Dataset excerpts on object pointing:

┄┄┄┄┄┄┄┄┄┄┄┄┄┄┄┄┄┄┄┄

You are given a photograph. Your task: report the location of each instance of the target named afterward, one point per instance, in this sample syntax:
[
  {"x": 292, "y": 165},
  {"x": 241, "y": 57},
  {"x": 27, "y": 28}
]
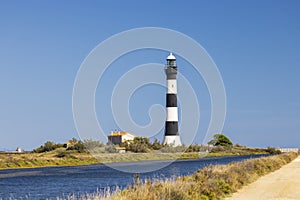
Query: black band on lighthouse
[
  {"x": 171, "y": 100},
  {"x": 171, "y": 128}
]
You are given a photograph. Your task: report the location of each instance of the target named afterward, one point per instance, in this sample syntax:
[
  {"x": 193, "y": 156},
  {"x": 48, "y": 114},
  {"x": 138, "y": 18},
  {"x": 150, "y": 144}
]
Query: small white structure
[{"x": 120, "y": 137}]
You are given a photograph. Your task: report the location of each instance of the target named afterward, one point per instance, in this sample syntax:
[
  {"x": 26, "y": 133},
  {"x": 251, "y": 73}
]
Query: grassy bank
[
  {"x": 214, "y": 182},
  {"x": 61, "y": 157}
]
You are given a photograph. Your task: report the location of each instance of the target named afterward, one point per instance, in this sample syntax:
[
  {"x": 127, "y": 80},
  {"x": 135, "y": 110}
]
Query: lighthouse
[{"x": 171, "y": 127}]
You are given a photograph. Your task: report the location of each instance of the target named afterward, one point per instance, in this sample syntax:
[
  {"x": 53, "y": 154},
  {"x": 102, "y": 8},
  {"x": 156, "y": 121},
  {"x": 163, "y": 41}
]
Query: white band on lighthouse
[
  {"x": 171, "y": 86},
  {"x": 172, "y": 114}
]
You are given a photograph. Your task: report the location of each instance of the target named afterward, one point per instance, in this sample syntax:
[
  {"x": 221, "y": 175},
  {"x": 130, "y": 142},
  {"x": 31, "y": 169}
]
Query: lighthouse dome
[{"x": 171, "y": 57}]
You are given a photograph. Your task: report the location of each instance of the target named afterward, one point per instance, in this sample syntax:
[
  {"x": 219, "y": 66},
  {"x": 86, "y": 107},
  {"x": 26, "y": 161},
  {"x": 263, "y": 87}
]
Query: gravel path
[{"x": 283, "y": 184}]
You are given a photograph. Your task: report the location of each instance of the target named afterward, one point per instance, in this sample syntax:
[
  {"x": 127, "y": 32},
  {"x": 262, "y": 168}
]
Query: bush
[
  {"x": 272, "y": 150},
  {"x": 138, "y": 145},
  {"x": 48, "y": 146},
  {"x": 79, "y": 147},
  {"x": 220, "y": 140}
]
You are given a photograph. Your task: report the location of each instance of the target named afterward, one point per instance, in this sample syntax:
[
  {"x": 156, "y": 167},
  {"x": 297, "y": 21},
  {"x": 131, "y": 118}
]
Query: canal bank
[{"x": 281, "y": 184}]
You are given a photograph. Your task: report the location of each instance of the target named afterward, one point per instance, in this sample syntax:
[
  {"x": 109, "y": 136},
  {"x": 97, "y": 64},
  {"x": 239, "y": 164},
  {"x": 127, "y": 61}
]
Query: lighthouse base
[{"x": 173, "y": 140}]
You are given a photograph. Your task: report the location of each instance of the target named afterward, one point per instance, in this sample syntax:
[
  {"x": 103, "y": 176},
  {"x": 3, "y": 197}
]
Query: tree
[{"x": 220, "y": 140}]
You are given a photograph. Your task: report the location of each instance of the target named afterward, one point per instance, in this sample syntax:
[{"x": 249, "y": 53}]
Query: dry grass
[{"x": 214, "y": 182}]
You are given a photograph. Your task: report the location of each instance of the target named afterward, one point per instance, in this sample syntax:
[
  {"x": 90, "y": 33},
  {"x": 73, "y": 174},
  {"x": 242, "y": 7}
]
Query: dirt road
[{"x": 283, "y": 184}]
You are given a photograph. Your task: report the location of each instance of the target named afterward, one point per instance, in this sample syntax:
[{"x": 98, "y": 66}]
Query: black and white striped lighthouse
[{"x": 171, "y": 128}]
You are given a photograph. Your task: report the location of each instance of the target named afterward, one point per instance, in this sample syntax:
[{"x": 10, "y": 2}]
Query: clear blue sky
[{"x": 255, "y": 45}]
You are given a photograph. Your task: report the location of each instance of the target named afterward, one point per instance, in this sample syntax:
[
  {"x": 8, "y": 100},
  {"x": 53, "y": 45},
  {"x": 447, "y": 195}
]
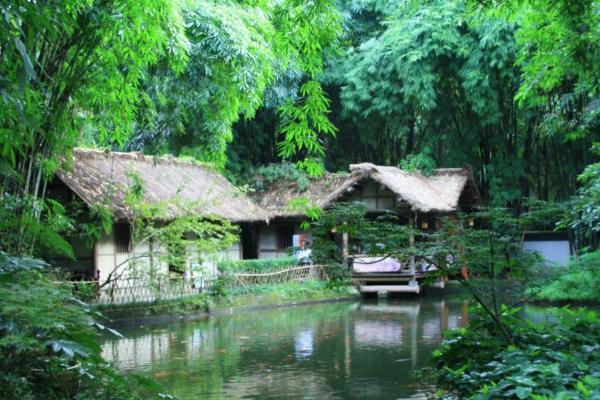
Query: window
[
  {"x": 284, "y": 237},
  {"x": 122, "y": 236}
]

┄┄┄┄┄┄┄┄┄┄┄┄┄┄┄┄┄┄┄┄

Strip the images and reproduce the remaining records precisely.

## Task solution
You are given a photograph. Your task: report the location of each instance of the target named afterward, one point per instance, in this sample syntax:
[
  {"x": 292, "y": 165},
  {"x": 241, "y": 57},
  {"x": 27, "y": 28}
]
Query: black band on lighthouse
[
  {"x": 171, "y": 100},
  {"x": 171, "y": 128}
]
You are given a photograph. Your task: report the location of each instance of the target named afterward, one point per instance, in this sample syntax:
[
  {"x": 193, "y": 156},
  {"x": 48, "y": 114},
  {"x": 138, "y": 18},
  {"x": 150, "y": 144}
]
Query: small white structure
[{"x": 120, "y": 137}]
You are given a photograph. Your task: report the location of each instance of the target named afterward, one point per instance, in this sample syntax:
[
  {"x": 26, "y": 133},
  {"x": 251, "y": 73}
]
Query: grassy bank
[
  {"x": 214, "y": 182},
  {"x": 61, "y": 157}
]
You are given a photograph. Your task: report the location of each instance of the target named afterward, one point per instance, in this sample syntax:
[
  {"x": 127, "y": 80},
  {"x": 135, "y": 110}
]
Query: lighthouse
[{"x": 171, "y": 127}]
You are given a photograph. Your task: report the location of each instance of the target named afterward, one point per instance, in this sample syntax:
[
  {"x": 53, "y": 154},
  {"x": 102, "y": 8},
  {"x": 156, "y": 121},
  {"x": 163, "y": 41}
]
Query: white band on lighthouse
[
  {"x": 171, "y": 86},
  {"x": 172, "y": 114}
]
You are given a photograph. Your task: report the location of each instance of the target named afterward, one point per instance, in this sample syntax:
[
  {"x": 221, "y": 175},
  {"x": 130, "y": 142},
  {"x": 31, "y": 169}
]
Query: lighthouse dome
[{"x": 171, "y": 57}]
You are given a photograph. Your task: report the location of each instance of the target named afterward, one point per instance, in this sample syntax:
[
  {"x": 219, "y": 66},
  {"x": 86, "y": 107},
  {"x": 26, "y": 161},
  {"x": 263, "y": 87}
]
Query: gravel path
[{"x": 283, "y": 184}]
You are given a photograph. Your task: report the location of each instance of the target named afterward, one point per instance, in this sample syntax:
[
  {"x": 127, "y": 32},
  {"x": 262, "y": 168}
]
Query: bush
[
  {"x": 272, "y": 150},
  {"x": 138, "y": 145},
  {"x": 48, "y": 146},
  {"x": 79, "y": 147},
  {"x": 220, "y": 140}
]
You are given a photograph. Your task: report the location of each instance of the target named afterward, one point per instance, in this sample syntax:
[
  {"x": 156, "y": 167},
  {"x": 297, "y": 21},
  {"x": 131, "y": 118}
]
Query: canal bank
[{"x": 281, "y": 184}]
You are given a photograph. Your task: report the location of each instance of the target named afterward, one point per instance, in this sample syntax:
[
  {"x": 109, "y": 136},
  {"x": 97, "y": 64},
  {"x": 239, "y": 164},
  {"x": 127, "y": 61}
]
Query: lighthouse base
[{"x": 173, "y": 140}]
You are given a photograph. Your task: report the location of each instance of the target named afterward, one point per instance, in this sample syntax:
[
  {"x": 103, "y": 176},
  {"x": 3, "y": 197}
]
Query: tree
[{"x": 220, "y": 140}]
You are given a photograph. Your task: report the location of each instance of the target named afterward, one point per instance, in this sample syntax:
[{"x": 249, "y": 53}]
Query: dry grass
[{"x": 214, "y": 182}]
You are given a photograph. Your task: report the location of each instance of the target named afterward, one point per instance, in this sample syntax:
[
  {"x": 90, "y": 33},
  {"x": 73, "y": 174},
  {"x": 242, "y": 7}
]
Query: dirt road
[{"x": 283, "y": 184}]
You are given a photograph. Your task: report the location of each instance of the target named afterward, one point per instance, in this sample syntax:
[{"x": 98, "y": 66}]
Query: black and white striped lighthouse
[{"x": 171, "y": 128}]
You are given a photograph. Your task: report the location of each instance of the target named afterward, one point per instance, in this sample syntax:
[{"x": 10, "y": 2}]
Query: clear blue sky
[{"x": 255, "y": 45}]
You are given a photograph. Your task: report the location of each instance of the target named afterward, one point per instance, in this sample syntax:
[
  {"x": 8, "y": 100},
  {"x": 53, "y": 45},
  {"x": 447, "y": 195}
]
Query: window
[
  {"x": 284, "y": 237},
  {"x": 122, "y": 236}
]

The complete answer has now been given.